The word "sheeting" occurs in some of the lines below; copy each of those lines.

Natural language region descriptions

★ ★ ★

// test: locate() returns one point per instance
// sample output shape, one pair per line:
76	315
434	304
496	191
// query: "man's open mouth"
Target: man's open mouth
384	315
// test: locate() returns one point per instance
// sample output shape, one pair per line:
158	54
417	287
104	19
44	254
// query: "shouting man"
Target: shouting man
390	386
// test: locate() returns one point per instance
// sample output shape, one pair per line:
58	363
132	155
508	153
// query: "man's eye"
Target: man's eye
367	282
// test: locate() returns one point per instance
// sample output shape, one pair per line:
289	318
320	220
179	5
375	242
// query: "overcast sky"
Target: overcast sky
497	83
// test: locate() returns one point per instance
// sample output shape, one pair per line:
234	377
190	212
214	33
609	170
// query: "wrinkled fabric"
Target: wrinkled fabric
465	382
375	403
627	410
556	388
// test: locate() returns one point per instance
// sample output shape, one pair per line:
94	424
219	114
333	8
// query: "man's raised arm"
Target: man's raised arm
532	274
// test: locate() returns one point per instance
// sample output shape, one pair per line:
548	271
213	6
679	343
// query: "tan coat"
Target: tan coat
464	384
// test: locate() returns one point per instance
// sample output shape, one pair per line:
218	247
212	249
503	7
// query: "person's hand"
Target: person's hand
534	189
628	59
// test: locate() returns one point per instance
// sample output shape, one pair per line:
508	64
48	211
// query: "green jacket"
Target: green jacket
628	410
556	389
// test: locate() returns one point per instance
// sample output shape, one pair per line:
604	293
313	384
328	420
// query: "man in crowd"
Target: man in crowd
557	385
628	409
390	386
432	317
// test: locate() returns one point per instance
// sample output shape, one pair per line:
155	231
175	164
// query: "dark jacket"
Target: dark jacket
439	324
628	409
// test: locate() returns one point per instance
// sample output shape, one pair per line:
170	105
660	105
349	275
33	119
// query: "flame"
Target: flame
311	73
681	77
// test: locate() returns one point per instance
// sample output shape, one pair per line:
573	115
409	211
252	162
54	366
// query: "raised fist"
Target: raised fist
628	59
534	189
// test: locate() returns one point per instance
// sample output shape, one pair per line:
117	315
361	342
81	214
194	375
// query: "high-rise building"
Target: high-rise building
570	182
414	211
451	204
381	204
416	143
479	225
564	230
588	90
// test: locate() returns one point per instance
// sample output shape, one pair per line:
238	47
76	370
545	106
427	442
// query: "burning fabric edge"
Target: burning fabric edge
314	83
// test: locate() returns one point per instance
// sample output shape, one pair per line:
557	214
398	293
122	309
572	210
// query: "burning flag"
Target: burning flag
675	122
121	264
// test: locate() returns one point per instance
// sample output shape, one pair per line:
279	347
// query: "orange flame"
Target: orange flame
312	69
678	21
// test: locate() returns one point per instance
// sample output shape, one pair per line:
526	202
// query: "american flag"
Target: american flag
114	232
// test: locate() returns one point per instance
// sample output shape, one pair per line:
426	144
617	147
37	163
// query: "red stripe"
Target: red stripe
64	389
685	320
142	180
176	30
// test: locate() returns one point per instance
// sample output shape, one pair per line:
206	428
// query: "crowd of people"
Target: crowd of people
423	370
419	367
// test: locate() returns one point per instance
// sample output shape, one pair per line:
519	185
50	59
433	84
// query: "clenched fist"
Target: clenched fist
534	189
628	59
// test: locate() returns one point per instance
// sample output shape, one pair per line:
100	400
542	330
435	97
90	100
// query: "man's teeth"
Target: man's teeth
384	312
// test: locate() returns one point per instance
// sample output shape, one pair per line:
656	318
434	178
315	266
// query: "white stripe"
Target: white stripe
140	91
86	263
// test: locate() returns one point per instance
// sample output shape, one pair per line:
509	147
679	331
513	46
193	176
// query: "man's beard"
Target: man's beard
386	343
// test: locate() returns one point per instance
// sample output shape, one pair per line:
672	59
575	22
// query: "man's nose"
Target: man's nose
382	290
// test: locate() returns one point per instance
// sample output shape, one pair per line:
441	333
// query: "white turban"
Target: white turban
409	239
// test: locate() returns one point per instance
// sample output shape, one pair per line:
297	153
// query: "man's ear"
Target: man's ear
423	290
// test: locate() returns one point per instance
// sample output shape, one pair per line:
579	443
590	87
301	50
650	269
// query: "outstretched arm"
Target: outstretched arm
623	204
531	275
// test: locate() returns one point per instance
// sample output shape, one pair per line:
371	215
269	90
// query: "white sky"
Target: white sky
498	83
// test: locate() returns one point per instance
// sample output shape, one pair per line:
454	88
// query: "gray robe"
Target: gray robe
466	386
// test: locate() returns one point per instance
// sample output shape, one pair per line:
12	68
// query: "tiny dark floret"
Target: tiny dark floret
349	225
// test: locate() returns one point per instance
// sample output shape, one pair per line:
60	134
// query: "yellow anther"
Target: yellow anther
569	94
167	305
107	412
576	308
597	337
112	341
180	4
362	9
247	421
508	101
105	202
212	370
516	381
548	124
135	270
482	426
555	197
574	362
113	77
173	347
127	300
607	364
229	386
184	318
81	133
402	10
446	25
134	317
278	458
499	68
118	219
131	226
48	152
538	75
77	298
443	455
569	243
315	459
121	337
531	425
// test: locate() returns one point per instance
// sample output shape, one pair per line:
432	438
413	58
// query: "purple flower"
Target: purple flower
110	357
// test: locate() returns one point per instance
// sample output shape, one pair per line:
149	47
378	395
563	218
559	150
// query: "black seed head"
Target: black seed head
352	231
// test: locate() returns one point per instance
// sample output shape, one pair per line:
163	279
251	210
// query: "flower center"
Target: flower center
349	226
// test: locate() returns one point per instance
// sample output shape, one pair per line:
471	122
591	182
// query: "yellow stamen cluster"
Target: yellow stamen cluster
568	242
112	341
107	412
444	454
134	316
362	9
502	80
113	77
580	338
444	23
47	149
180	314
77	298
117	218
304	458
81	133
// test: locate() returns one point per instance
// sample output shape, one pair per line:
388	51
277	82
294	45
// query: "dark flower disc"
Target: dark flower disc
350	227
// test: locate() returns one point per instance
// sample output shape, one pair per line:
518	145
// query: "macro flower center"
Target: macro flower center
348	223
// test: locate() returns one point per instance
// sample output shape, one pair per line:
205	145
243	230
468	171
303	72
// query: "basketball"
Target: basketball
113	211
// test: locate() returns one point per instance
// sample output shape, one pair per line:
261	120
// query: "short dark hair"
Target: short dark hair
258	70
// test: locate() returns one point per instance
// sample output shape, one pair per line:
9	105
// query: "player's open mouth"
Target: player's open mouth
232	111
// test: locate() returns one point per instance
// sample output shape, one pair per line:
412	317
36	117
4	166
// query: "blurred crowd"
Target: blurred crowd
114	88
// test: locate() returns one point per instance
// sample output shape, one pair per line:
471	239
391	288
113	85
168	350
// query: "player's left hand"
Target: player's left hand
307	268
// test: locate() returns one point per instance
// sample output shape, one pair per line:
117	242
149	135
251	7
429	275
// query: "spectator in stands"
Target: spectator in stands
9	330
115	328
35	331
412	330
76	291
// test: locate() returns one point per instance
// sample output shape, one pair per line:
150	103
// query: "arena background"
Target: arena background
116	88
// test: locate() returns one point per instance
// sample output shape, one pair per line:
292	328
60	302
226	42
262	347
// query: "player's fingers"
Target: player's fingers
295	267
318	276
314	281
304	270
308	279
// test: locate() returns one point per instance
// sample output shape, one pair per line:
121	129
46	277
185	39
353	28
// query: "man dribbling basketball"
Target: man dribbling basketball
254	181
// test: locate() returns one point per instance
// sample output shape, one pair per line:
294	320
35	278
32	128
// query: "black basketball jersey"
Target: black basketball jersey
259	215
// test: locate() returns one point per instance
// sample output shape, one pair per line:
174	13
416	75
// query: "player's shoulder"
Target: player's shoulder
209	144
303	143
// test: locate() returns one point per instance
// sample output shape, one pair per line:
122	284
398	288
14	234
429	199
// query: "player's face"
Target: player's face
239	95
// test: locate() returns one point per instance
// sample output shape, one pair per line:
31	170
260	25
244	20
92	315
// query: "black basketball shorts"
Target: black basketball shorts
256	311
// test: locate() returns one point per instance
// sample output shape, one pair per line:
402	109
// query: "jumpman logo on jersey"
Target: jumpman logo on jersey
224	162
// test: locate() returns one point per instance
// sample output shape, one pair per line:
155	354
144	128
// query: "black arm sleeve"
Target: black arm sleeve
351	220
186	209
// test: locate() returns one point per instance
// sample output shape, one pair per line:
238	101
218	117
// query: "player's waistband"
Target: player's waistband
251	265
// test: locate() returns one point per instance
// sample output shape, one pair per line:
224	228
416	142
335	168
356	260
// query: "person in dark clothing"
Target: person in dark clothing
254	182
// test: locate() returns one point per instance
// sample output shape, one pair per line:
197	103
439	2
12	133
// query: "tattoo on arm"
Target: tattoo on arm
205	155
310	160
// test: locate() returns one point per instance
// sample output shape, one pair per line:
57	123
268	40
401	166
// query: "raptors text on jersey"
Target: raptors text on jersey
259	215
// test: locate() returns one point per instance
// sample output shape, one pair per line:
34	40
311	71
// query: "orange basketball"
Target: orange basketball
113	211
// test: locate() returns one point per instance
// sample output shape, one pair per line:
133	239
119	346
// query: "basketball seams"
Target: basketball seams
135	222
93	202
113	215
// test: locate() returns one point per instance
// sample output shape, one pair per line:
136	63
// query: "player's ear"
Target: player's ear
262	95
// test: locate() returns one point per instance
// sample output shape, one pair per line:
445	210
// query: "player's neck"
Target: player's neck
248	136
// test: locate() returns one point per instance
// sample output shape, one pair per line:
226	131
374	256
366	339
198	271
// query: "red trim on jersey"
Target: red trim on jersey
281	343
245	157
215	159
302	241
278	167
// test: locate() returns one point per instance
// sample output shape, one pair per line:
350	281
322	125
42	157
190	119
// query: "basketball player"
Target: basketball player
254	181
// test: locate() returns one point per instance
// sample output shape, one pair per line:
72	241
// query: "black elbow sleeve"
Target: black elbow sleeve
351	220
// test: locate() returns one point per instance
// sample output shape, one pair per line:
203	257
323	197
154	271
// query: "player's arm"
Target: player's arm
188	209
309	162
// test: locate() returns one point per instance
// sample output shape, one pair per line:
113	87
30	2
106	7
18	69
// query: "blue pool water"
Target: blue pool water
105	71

★ ★ ★

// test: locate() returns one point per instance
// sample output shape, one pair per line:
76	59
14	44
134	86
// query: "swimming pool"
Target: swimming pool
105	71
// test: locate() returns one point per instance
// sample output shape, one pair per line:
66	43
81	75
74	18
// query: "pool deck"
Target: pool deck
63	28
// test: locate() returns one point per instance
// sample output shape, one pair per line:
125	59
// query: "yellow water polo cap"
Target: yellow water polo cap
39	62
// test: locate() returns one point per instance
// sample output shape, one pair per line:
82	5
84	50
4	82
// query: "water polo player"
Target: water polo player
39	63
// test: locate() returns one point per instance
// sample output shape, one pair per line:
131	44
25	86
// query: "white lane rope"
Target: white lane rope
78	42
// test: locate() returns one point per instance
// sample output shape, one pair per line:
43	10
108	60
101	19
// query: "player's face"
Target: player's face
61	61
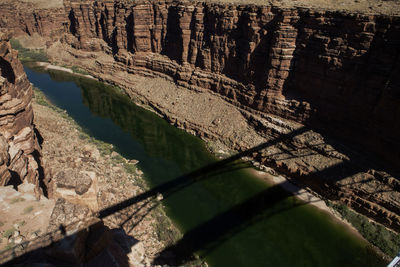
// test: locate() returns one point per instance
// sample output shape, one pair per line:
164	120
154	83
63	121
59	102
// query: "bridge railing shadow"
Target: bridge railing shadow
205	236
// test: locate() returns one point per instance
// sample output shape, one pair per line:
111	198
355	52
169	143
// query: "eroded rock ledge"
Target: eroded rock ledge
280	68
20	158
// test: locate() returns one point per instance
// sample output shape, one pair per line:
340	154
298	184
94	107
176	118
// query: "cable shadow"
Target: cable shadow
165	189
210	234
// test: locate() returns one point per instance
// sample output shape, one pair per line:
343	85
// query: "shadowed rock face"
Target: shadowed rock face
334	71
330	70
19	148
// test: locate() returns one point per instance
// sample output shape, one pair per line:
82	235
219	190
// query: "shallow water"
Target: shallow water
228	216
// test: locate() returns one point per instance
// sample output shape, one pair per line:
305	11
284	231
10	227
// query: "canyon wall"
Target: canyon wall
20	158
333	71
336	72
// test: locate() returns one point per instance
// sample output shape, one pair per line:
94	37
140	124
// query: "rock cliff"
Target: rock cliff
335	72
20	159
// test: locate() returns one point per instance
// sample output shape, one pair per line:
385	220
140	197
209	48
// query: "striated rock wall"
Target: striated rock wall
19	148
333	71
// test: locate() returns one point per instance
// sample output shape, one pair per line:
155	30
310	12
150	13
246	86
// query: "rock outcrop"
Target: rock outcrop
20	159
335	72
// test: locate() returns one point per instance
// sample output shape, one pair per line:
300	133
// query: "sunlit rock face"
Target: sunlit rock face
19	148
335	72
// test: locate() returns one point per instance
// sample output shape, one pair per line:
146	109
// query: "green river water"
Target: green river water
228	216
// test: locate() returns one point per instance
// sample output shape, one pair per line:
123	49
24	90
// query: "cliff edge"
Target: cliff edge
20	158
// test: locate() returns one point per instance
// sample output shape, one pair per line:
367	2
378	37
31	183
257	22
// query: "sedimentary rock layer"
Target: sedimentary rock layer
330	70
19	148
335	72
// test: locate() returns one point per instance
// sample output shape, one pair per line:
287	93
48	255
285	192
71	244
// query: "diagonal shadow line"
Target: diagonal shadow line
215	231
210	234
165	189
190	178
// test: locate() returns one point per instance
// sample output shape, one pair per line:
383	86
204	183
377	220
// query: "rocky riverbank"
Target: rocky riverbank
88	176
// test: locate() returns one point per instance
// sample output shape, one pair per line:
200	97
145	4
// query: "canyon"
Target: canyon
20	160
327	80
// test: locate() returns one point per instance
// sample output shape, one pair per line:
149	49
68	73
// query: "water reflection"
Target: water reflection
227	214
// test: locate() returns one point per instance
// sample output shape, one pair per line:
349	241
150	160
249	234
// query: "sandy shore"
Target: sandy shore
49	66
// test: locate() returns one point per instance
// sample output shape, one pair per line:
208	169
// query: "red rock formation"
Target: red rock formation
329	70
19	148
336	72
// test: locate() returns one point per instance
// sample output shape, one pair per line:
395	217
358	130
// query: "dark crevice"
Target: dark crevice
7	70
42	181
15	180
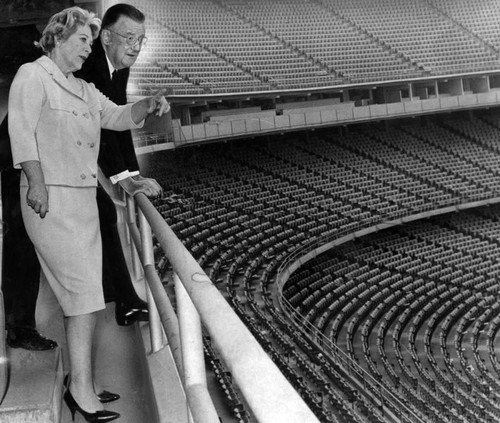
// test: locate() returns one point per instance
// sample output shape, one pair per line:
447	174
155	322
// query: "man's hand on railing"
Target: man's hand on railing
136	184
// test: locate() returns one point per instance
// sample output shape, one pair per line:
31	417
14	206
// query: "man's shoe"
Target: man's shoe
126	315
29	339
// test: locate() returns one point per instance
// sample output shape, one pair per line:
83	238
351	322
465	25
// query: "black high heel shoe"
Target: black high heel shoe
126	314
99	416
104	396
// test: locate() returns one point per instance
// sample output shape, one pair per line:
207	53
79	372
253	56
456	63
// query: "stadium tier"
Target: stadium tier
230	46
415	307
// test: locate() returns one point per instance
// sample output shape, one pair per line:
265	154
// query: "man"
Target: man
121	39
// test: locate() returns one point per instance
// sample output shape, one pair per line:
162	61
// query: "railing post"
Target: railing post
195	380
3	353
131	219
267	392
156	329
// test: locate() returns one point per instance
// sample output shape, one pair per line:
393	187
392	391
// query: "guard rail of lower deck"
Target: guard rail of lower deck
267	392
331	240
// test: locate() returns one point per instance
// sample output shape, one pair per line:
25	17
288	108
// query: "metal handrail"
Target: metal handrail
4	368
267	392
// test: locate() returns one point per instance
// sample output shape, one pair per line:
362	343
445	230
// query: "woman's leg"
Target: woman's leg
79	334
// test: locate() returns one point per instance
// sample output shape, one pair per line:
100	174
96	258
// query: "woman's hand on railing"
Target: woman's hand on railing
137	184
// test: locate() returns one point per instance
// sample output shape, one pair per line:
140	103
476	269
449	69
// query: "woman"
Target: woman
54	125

★ ★ ★

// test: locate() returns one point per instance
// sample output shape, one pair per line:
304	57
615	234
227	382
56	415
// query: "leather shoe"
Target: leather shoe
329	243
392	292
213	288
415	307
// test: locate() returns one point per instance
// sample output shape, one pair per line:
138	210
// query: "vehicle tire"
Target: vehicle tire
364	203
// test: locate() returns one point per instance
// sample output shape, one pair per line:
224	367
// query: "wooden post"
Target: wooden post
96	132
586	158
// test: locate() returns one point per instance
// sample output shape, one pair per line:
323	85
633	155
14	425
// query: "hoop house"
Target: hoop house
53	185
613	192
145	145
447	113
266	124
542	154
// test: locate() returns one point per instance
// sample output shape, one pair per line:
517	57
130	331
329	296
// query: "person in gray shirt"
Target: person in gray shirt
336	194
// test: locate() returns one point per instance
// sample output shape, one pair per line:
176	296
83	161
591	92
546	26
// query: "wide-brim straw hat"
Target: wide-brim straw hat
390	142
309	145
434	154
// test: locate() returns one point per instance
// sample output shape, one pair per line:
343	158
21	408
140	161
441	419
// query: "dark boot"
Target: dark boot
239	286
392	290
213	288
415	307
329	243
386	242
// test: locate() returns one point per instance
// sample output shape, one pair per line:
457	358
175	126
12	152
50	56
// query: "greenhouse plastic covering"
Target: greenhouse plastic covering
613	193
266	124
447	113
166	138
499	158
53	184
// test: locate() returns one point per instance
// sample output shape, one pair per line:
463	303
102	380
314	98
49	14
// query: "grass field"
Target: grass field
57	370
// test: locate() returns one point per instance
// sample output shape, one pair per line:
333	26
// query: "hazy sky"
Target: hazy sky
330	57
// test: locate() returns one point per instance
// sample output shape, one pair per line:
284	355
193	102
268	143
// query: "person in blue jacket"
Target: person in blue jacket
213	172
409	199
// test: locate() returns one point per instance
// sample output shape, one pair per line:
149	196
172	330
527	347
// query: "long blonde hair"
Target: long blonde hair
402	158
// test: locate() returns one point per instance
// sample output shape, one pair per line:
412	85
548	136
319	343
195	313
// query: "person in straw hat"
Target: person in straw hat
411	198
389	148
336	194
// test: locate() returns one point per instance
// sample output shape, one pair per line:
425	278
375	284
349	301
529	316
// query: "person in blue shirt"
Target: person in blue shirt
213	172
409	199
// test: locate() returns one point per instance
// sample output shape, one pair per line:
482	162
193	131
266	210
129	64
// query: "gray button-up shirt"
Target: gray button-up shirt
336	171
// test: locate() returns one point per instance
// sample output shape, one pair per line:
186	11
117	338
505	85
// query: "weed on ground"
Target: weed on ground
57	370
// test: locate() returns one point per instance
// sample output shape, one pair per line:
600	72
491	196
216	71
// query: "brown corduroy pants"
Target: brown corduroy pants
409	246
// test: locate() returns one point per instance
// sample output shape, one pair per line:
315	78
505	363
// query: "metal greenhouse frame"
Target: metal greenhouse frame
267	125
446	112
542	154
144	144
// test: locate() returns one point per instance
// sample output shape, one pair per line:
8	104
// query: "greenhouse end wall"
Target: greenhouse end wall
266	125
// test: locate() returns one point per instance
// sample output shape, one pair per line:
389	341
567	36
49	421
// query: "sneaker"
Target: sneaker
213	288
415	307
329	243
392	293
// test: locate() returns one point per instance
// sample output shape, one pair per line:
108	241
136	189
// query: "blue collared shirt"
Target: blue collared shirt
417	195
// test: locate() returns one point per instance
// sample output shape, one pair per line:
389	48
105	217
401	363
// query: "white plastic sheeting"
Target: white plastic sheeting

★ ★ ★

Response to the exercise:
// query: "white plastic sheeting"
Target: white plastic sheeting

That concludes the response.